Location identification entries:
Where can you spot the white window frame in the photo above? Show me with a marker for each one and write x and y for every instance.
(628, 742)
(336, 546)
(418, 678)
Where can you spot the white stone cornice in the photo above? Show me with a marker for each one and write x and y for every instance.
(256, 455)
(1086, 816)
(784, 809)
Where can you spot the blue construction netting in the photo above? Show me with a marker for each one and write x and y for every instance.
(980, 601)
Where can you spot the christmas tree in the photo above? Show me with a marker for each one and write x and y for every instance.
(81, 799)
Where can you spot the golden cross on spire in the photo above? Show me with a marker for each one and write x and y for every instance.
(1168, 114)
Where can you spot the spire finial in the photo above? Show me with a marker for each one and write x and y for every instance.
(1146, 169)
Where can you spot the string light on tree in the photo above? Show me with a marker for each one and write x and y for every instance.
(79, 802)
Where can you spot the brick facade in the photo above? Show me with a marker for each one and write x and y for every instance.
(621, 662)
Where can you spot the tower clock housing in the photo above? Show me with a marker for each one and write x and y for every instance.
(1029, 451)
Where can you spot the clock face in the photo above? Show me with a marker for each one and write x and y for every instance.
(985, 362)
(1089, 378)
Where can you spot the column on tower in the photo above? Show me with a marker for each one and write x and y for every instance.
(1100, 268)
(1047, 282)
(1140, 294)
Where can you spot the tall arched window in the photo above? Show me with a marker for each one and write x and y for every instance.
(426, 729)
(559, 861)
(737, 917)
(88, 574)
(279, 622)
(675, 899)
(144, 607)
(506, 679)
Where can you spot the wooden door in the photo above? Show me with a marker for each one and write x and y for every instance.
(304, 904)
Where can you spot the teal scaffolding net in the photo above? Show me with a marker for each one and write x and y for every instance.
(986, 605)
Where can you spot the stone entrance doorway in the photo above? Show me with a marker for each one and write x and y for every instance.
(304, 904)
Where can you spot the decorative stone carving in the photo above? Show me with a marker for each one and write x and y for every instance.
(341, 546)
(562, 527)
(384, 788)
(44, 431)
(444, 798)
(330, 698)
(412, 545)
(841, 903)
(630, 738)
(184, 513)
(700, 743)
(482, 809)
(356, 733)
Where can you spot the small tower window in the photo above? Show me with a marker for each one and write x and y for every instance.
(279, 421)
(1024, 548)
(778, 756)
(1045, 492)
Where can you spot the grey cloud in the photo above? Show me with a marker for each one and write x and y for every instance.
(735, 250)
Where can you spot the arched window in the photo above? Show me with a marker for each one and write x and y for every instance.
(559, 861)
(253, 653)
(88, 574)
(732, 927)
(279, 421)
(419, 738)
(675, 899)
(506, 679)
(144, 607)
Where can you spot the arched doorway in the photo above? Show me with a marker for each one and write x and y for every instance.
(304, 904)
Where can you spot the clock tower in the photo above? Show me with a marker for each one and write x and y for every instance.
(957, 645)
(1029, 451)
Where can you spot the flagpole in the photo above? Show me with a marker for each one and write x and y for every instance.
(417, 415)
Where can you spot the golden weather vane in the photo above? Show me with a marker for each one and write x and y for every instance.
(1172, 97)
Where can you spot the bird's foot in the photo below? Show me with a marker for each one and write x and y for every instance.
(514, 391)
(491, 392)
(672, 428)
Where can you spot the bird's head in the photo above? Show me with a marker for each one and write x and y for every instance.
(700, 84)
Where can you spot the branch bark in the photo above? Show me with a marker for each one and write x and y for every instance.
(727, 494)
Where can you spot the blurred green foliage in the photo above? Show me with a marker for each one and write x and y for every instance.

WHAT THE TASK ASKS
Copy out only the part of the entries that opens with the line containing "Where can you spot the golden cross" and closes with the line containing "(1089, 378)", requests included. Shift every x and y coordinate in that part up by 76.

REPLY
Where can you spot the golden cross on spire in the photo above? Show me with a marker for each one and write x and y for every instance.
(1244, 190)
Where can you spot the spire finial in the photo above? Show me with a marker for each one and write x and y for every instance.
(1222, 245)
Where can you spot the string light on tree in the photo above? Show me with a marker for each one and write x and y for every instance.
(155, 878)
Where can you spot the brick facade in the photo above? Show me with a marker for each one and write x and y for every instance.
(697, 738)
Where can you spot the tower clock housing in the photo above? Show me with a marker for each one and write x and y for every instance.
(1105, 527)
Where can you spot the clock face in the photo above? Show me with a marker for each one and write x and y for every instance.
(1061, 438)
(1165, 454)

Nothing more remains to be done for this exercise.